• Work instructions: Output verbatim the lines beginning at the one that contains "In this exercise you will spot each instance of the adidas" and ending at the last line of the material, inclusive of both.

Start of Data records

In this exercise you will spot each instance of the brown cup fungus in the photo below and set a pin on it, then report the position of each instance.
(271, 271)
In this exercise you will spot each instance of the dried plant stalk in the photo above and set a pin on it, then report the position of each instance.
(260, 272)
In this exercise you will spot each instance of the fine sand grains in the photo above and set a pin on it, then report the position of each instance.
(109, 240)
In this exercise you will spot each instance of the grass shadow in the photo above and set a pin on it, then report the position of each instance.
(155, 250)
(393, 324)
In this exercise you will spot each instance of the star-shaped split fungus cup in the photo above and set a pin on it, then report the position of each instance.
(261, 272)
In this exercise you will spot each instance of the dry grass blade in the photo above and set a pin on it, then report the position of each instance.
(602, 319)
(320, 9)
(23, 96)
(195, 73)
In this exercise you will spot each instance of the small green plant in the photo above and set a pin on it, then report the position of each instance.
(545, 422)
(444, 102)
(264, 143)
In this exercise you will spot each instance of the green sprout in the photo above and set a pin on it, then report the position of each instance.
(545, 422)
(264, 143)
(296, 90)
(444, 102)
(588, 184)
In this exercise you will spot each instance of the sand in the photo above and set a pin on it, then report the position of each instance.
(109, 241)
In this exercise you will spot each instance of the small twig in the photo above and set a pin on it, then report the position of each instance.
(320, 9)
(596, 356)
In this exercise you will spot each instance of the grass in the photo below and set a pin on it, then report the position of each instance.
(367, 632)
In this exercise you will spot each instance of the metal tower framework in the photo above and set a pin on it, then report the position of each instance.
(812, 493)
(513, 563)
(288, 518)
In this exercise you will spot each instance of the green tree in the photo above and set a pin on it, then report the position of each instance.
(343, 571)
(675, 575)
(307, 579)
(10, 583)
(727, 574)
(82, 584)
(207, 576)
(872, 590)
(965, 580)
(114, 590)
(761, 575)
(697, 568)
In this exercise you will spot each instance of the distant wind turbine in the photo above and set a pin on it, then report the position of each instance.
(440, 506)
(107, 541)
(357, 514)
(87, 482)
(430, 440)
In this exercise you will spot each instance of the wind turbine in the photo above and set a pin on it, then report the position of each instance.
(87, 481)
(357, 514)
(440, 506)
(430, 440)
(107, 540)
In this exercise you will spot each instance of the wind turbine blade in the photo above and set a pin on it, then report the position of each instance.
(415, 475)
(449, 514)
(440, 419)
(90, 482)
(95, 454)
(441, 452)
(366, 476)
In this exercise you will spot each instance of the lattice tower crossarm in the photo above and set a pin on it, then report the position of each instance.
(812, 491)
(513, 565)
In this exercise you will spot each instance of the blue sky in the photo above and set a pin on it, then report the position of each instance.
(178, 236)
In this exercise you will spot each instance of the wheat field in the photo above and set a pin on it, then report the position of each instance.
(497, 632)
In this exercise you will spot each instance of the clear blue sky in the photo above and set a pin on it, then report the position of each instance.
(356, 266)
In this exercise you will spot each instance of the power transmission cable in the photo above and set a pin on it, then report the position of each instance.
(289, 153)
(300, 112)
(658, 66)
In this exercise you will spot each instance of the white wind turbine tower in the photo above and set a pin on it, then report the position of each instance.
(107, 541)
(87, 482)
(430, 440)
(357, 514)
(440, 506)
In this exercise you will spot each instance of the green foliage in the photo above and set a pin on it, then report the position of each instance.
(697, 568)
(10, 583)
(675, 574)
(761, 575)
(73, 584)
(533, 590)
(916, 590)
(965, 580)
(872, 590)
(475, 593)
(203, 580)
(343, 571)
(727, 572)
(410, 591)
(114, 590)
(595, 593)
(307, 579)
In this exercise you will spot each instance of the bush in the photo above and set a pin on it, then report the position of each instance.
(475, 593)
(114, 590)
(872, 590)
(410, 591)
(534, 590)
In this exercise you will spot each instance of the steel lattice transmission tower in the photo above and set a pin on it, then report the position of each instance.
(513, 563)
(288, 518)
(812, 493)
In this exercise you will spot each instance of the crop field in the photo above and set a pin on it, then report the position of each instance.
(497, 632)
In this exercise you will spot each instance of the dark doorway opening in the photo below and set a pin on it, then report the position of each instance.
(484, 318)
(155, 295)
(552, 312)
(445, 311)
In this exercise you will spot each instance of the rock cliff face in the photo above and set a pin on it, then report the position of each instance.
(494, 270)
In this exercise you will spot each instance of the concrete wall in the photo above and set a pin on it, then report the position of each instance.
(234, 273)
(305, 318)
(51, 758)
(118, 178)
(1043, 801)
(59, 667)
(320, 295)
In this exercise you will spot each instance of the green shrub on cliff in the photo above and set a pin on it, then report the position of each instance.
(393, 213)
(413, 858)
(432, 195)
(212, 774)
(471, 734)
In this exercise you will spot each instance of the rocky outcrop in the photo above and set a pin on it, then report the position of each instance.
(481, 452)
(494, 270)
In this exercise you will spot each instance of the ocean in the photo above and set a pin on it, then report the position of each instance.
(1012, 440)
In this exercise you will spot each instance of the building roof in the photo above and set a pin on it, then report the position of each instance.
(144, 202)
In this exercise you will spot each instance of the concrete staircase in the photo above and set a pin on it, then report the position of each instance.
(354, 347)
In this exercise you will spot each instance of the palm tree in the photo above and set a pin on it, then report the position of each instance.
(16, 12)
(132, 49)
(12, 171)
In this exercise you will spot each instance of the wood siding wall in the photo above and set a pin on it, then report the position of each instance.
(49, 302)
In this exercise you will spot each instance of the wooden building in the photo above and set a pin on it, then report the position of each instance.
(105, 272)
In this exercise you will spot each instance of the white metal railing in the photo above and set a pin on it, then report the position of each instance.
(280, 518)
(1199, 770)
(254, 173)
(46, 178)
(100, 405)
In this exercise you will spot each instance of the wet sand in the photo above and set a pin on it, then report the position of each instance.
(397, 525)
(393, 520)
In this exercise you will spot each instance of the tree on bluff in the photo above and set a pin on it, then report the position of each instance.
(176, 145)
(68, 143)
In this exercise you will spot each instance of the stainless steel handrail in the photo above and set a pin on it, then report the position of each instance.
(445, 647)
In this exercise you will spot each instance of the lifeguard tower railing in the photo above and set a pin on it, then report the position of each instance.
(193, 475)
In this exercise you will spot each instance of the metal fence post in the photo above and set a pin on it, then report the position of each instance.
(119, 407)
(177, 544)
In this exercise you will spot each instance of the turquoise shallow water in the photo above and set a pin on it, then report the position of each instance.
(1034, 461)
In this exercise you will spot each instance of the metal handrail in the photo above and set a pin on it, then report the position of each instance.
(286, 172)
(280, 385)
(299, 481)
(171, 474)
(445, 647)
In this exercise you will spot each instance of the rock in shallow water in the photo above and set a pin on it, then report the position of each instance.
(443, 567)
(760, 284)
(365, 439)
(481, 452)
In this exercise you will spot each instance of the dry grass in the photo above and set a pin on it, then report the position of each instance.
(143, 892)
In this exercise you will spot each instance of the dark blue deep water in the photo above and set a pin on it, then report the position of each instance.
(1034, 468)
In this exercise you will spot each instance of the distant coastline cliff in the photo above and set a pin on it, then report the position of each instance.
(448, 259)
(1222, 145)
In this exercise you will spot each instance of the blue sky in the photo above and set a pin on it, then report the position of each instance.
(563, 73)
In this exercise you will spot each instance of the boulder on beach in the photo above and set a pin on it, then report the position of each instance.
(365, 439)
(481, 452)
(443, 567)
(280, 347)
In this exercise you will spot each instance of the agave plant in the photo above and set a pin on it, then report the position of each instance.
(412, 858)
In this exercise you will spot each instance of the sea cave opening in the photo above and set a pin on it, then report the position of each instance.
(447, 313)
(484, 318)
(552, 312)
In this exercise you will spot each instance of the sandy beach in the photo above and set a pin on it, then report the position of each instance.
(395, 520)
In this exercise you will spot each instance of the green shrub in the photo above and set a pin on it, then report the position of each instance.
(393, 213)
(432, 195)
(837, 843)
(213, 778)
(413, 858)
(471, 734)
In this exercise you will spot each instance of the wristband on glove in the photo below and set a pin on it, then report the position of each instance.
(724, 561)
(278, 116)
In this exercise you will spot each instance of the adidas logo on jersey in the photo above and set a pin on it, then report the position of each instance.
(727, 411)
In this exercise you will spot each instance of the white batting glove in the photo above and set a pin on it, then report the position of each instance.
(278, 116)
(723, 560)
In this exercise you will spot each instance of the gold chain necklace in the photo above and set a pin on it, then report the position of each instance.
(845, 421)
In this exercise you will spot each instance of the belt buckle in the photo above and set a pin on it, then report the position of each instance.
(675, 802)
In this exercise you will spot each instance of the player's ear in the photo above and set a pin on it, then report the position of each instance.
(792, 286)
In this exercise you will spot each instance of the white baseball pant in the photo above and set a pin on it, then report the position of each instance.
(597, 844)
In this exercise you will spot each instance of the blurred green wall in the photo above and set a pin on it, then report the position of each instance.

End of Data records

• Response to the exercise:
In this exercise you will spot each instance of the adidas logo on jersey in the photo above and set a pin on it, then report the position of each instance.
(727, 411)
In this exercise you will spot each instance of the white batting glove in the photo above and set a pin on it, then report the position of each instance.
(278, 116)
(723, 560)
In this exercise you will spot each instance of the gold chain necklace in the photo above and set a pin on it, then report the position of each instance.
(845, 421)
In this exercise you will spot each instance of the belt buckle in the photo above and set a pin on it, then report the position of each instance.
(675, 802)
In this exercise you will spot each instance of the player's ear in the photo above and set a pin on it, then report the position of each instance.
(792, 286)
In this exercise you will spot each instance of the white baseball pant in the photo above and set a pin on it, then report the position of each instance.
(597, 844)
In this exercise you will spot each instance of the blurred green wall in the photo above and set a pin on it, then report the position of each instance.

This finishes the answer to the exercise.